[Excerpts from point annotation data]
---

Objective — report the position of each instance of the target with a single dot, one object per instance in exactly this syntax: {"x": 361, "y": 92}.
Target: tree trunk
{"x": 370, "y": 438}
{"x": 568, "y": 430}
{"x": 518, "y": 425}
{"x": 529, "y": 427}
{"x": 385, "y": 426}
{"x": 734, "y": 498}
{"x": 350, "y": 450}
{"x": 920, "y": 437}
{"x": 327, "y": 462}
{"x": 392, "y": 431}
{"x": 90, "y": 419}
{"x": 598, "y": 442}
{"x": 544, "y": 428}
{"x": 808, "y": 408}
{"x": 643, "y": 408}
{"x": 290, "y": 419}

---

== WORK INSTRUCTIONS ==
Edit the listing above by changing "single dot" to "single point", and reproduce every line with nothing else altered.

== OUTPUT OF THE TASK ==
Objective — report the position of each instance of the target with a single point, one object per instance in exactly this syntax: {"x": 361, "y": 92}.
Target: tree trunk
{"x": 370, "y": 438}
{"x": 568, "y": 430}
{"x": 518, "y": 425}
{"x": 529, "y": 427}
{"x": 385, "y": 426}
{"x": 734, "y": 498}
{"x": 350, "y": 450}
{"x": 920, "y": 437}
{"x": 327, "y": 462}
{"x": 392, "y": 431}
{"x": 90, "y": 419}
{"x": 598, "y": 442}
{"x": 544, "y": 428}
{"x": 808, "y": 408}
{"x": 643, "y": 408}
{"x": 290, "y": 419}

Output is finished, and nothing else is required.